START Provided information

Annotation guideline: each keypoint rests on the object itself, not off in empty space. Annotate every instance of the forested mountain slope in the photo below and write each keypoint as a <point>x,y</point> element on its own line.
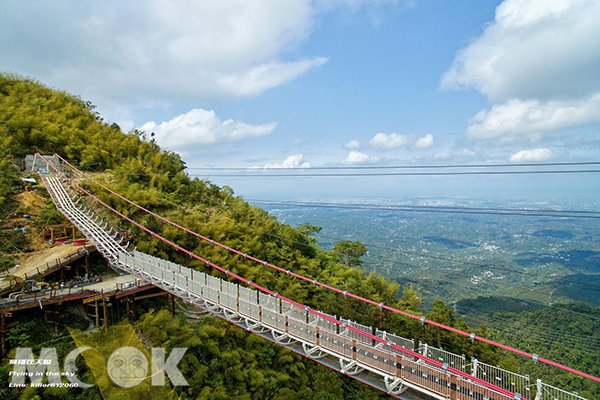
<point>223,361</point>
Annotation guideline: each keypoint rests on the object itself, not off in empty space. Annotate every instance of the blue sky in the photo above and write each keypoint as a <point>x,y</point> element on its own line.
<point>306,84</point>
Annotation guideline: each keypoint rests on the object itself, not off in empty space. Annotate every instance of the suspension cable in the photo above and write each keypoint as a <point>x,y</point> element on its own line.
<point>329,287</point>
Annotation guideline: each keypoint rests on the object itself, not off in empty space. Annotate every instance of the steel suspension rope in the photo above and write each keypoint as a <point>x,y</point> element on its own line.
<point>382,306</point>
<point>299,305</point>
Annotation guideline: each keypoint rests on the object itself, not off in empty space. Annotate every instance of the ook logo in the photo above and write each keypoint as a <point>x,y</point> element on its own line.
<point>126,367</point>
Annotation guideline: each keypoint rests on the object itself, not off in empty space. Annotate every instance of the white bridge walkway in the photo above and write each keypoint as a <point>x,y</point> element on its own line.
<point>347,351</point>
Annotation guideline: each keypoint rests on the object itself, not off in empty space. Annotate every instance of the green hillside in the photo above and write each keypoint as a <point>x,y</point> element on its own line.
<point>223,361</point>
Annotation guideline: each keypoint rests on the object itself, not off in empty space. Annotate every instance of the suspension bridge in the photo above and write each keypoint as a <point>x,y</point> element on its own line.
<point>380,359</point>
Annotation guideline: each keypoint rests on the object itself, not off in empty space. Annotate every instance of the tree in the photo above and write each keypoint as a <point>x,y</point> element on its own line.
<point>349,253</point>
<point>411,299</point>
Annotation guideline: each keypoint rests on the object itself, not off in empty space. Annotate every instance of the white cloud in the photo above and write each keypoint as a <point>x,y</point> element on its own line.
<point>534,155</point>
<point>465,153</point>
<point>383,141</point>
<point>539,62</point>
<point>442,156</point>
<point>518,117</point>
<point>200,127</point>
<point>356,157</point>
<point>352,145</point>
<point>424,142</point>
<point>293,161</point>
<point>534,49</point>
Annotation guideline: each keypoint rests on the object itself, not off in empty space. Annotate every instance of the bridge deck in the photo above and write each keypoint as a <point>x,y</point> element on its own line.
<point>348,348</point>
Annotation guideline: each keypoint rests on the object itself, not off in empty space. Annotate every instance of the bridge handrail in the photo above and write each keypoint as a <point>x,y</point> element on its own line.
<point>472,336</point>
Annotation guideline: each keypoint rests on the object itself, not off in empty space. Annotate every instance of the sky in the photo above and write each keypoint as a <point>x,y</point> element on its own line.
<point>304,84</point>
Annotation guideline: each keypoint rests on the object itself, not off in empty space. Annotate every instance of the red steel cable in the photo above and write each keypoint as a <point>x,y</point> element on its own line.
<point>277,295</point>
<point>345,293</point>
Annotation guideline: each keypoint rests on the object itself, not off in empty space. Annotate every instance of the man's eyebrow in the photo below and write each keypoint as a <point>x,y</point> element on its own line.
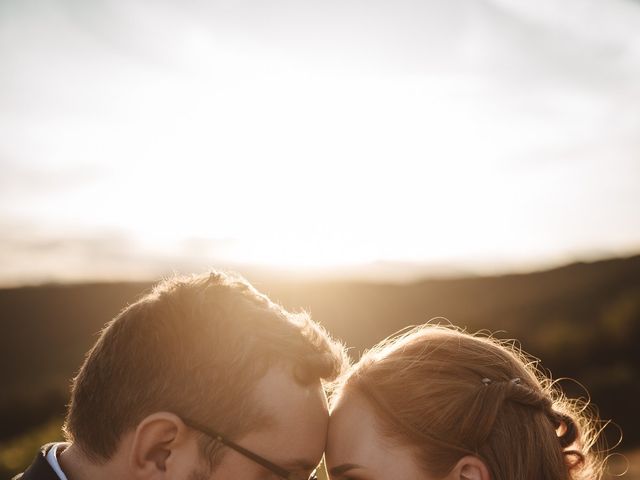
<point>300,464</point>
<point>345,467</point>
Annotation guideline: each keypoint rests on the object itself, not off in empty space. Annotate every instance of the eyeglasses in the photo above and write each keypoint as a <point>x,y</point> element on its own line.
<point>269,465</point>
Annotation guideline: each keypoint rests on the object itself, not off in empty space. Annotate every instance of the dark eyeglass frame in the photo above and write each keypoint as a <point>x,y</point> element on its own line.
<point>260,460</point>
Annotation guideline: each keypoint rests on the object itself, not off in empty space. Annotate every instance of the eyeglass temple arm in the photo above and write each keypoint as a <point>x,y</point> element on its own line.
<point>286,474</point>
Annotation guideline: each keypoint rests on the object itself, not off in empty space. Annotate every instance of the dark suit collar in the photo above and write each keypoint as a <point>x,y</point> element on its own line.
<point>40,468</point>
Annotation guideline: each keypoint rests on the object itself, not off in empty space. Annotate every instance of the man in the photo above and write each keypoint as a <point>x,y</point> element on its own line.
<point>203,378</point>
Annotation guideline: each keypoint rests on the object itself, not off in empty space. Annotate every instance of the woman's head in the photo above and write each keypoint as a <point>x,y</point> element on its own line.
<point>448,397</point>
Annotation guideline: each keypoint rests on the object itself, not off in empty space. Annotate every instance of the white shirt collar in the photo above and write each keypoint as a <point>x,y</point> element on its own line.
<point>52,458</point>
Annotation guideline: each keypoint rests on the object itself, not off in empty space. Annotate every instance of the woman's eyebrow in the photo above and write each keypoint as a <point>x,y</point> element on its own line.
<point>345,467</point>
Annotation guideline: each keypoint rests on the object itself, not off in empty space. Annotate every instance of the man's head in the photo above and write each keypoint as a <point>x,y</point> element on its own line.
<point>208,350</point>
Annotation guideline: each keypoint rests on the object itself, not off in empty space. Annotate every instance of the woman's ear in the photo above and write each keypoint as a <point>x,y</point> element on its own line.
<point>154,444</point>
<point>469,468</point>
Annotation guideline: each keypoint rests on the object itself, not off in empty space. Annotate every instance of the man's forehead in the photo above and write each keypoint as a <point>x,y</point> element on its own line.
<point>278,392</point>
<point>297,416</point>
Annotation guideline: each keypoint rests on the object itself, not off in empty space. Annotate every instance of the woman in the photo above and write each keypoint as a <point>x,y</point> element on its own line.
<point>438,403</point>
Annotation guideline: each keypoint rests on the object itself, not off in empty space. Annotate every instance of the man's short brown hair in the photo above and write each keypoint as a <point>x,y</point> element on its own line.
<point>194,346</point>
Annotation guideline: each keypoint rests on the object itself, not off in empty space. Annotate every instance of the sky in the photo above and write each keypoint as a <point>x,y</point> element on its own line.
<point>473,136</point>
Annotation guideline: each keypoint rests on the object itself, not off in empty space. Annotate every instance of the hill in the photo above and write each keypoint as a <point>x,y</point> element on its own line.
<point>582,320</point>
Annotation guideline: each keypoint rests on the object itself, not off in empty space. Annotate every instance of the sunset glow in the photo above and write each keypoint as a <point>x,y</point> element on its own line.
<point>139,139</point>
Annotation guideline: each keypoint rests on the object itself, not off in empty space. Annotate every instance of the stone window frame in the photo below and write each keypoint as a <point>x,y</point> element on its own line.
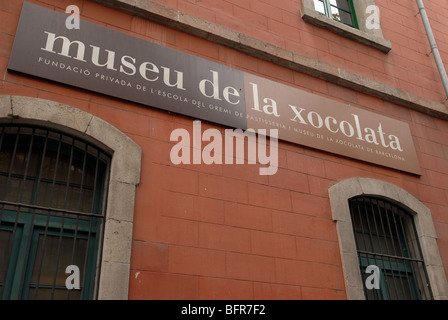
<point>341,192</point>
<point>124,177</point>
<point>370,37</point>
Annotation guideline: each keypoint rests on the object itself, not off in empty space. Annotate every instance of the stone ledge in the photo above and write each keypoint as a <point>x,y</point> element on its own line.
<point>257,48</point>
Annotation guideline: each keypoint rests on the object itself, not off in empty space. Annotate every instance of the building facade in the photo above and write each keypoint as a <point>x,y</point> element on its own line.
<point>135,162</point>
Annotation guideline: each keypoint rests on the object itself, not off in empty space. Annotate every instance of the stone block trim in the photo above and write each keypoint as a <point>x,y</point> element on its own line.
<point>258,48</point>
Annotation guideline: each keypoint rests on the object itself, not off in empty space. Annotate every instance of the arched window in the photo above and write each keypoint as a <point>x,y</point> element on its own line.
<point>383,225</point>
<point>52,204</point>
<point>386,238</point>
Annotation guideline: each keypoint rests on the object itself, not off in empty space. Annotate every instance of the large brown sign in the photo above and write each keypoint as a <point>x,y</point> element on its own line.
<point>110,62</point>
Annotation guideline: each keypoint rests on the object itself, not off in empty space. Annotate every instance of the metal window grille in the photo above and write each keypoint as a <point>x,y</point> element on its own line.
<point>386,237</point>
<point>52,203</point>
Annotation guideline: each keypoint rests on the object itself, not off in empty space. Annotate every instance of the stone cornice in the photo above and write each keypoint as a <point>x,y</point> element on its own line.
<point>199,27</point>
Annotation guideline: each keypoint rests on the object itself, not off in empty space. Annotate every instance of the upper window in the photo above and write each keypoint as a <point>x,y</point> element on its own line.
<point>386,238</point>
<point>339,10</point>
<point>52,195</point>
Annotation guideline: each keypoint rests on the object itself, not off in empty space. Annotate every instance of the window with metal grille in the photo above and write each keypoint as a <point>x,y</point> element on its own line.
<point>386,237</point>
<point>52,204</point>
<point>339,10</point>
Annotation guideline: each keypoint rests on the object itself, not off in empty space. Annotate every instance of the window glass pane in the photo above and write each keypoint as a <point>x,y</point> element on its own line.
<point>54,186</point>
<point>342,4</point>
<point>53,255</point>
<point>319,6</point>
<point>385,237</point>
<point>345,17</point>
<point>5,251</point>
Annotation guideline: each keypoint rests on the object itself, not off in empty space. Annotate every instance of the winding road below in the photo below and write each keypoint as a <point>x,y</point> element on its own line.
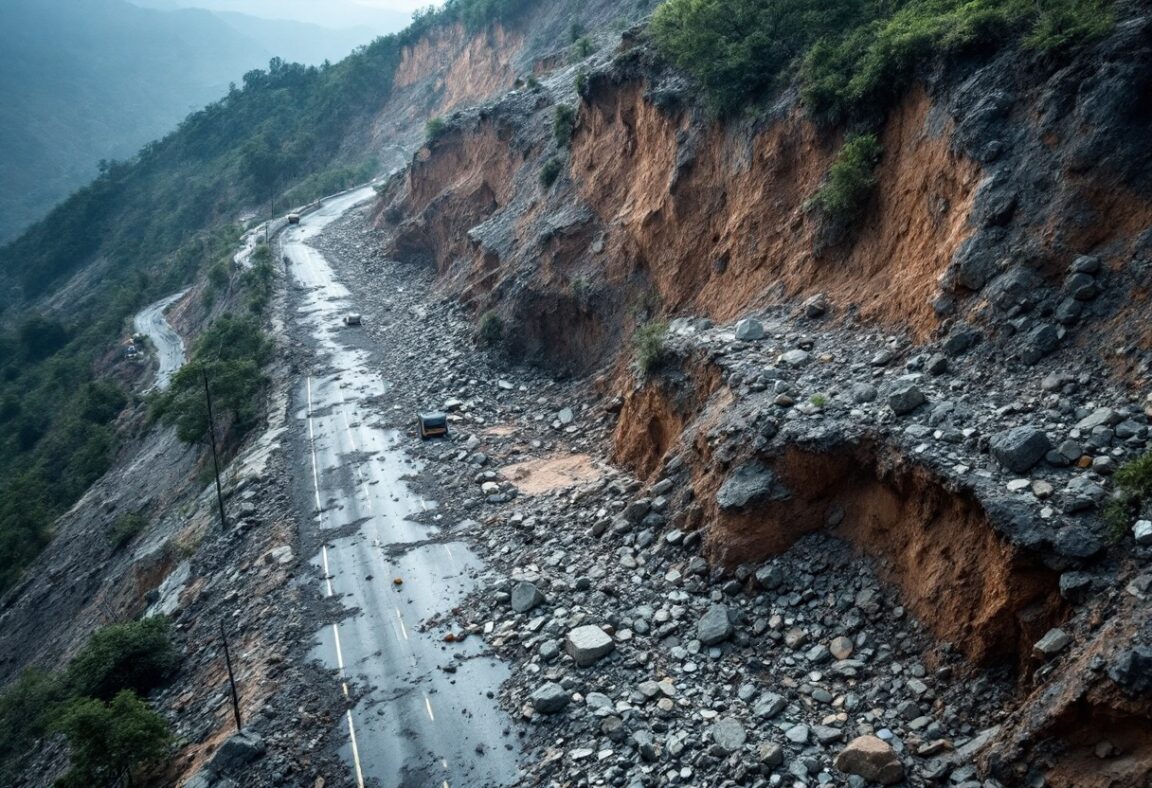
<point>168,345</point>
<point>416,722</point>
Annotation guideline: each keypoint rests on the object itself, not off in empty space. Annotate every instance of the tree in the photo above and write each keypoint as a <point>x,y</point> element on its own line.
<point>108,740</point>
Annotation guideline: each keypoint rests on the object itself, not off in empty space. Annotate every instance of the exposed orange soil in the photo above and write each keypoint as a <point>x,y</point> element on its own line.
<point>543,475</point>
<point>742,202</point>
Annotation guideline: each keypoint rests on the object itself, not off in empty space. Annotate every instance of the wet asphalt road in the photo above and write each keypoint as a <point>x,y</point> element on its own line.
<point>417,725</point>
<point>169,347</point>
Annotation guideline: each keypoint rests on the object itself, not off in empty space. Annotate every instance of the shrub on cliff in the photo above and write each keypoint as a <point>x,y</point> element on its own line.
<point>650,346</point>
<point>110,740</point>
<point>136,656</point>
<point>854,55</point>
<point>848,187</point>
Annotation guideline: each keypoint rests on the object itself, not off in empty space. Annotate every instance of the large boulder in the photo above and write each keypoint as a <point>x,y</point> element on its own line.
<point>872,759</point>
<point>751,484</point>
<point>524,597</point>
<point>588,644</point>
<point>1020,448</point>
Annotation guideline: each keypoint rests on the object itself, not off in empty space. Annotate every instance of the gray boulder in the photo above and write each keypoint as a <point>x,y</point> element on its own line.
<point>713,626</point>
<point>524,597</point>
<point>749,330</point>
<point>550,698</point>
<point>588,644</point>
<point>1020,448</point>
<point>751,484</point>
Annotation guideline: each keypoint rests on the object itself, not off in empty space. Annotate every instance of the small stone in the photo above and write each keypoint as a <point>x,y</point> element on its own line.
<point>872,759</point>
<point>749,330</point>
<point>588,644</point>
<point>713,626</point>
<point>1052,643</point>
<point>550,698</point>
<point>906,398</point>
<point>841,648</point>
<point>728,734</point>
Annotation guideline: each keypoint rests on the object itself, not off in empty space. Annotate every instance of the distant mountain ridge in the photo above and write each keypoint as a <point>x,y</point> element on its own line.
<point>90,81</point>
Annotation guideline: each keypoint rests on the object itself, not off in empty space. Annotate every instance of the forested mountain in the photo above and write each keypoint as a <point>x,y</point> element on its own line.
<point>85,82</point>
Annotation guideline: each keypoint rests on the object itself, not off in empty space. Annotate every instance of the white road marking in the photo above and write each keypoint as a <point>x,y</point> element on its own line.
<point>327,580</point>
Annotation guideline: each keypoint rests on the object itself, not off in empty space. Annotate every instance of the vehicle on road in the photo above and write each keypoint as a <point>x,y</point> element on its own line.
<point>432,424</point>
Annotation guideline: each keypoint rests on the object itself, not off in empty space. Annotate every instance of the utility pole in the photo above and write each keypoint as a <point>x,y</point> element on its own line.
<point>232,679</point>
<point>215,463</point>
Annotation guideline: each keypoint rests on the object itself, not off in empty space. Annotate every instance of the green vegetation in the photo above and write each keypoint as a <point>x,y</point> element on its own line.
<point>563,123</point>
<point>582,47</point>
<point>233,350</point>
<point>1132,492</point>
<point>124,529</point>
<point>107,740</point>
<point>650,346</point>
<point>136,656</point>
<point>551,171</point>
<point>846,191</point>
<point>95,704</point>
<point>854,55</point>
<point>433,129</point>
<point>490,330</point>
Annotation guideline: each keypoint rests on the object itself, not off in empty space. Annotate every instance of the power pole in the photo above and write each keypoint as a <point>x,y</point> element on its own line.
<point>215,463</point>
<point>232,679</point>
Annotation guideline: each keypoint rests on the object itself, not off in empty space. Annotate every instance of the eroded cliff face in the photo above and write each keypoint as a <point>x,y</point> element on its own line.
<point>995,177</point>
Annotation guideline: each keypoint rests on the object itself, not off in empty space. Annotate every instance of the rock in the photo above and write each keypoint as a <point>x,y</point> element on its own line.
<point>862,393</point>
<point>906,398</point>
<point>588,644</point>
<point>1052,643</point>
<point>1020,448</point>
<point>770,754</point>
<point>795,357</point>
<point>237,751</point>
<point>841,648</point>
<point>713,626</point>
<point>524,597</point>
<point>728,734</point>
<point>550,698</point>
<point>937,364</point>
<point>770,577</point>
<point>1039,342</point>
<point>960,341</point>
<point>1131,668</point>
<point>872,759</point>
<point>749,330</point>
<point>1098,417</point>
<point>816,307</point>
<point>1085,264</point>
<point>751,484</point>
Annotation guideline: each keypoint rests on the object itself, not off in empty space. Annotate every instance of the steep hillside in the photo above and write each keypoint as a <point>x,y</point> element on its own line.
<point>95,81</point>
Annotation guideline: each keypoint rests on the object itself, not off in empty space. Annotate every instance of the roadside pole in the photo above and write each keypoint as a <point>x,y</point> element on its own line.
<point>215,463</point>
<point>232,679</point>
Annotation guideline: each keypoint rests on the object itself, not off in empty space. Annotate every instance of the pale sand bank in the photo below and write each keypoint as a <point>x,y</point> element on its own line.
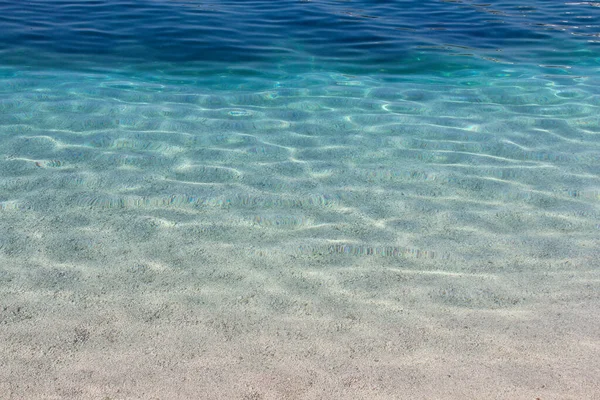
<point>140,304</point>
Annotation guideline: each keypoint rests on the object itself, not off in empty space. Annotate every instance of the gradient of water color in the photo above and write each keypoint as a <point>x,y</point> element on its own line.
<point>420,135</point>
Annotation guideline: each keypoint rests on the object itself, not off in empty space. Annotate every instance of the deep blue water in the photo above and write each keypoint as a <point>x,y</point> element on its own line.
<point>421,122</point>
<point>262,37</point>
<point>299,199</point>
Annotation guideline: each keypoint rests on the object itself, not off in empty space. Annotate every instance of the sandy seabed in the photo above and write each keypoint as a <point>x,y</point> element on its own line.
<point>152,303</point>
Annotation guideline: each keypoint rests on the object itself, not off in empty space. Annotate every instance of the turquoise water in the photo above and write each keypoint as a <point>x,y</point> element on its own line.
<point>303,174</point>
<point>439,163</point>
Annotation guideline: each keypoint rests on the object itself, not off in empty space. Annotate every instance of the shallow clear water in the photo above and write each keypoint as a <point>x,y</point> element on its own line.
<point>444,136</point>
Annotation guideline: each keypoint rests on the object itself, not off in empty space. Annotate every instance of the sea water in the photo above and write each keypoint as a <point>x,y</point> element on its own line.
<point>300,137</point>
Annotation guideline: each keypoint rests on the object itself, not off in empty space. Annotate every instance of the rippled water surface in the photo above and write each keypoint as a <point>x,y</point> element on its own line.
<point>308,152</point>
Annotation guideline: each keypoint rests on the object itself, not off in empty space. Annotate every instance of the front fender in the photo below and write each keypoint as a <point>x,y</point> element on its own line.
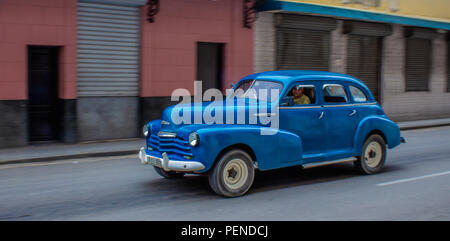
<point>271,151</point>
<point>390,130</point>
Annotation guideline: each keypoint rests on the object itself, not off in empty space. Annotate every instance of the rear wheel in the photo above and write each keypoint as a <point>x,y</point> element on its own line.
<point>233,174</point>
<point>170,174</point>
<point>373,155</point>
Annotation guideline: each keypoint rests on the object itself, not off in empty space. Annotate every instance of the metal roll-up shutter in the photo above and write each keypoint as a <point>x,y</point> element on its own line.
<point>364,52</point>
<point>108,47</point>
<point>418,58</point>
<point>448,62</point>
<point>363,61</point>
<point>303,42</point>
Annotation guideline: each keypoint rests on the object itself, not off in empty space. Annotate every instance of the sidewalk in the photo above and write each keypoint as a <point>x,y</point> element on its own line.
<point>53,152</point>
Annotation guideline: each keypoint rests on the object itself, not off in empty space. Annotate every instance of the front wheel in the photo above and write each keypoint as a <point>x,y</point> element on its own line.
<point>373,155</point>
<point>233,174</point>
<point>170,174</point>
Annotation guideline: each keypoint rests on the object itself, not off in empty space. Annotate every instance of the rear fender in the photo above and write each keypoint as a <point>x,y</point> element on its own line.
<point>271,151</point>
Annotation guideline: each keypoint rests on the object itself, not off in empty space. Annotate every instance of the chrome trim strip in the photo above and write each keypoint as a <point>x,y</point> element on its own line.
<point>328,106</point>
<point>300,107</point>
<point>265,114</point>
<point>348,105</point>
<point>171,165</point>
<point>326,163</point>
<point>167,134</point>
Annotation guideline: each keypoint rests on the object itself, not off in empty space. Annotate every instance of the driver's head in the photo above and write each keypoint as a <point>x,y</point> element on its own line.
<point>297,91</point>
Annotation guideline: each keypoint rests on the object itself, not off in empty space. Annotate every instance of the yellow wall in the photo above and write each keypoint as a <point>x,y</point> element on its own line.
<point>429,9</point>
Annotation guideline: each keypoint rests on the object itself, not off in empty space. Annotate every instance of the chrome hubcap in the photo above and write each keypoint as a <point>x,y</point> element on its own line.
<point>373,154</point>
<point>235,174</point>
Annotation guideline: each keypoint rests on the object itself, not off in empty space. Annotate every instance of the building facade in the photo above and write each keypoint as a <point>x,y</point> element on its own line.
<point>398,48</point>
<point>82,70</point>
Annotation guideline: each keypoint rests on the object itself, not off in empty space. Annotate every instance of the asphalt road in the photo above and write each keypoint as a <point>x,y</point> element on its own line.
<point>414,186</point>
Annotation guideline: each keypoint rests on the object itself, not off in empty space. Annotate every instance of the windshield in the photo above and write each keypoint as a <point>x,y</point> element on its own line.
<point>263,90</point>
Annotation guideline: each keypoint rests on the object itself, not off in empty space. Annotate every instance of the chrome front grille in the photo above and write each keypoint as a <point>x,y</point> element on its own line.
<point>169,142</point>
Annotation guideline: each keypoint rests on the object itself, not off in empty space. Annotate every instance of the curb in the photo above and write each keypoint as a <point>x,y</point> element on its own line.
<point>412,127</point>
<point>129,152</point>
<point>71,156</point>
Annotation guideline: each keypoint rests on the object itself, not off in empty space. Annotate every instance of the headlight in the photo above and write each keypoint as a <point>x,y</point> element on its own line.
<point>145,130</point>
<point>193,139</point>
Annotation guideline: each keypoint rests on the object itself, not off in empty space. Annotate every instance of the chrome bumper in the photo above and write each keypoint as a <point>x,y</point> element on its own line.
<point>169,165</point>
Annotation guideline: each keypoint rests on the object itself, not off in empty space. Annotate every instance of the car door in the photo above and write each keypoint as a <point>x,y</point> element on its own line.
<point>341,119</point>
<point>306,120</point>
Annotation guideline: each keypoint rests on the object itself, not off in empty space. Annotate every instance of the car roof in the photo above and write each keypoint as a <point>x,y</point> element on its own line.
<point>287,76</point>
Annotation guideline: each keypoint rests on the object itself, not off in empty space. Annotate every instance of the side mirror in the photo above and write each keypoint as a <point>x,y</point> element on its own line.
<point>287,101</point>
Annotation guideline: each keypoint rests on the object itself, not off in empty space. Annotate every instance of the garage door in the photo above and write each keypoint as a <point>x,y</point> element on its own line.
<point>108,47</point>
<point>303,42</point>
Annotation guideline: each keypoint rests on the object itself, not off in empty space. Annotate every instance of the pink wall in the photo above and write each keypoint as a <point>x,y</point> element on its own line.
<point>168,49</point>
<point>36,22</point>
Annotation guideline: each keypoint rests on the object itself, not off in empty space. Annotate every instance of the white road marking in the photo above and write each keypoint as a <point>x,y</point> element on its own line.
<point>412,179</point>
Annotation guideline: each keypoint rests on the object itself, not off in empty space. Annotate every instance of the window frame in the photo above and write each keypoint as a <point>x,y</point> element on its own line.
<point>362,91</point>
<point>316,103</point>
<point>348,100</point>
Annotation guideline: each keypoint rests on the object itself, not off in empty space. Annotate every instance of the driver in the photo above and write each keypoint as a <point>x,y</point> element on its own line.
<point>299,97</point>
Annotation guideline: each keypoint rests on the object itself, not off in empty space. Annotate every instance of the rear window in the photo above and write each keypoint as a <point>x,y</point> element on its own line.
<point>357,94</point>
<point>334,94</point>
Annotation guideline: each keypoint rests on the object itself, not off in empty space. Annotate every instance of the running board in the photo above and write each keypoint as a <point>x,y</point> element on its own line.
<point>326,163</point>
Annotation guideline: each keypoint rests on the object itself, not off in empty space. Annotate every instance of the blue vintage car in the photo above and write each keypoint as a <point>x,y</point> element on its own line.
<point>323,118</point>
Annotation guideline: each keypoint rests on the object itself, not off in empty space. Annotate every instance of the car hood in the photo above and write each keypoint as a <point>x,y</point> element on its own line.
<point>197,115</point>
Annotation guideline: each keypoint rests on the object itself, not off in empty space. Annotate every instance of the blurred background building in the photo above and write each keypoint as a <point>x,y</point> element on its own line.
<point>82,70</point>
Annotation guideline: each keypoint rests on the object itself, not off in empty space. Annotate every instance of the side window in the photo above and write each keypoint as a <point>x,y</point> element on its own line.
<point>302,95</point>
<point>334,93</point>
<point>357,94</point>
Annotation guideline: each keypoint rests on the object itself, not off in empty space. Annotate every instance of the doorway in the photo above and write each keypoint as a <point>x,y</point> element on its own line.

END Provided information

Task description => Arrange every line of the material from the one containing "of the shrub" down to the one containing "<point>110,740</point>", both included, as a JSON list of strings with one string per line and blank lines omitted.

Task answer =>
[
  "Annotation guideline: each keypoint rests on the object itself, not off in empty space. Annotate every instance of the shrub on cliff in the photo above and write each keypoint as a <point>x,y</point> element on its own line.",
  "<point>650,346</point>",
  "<point>110,740</point>"
]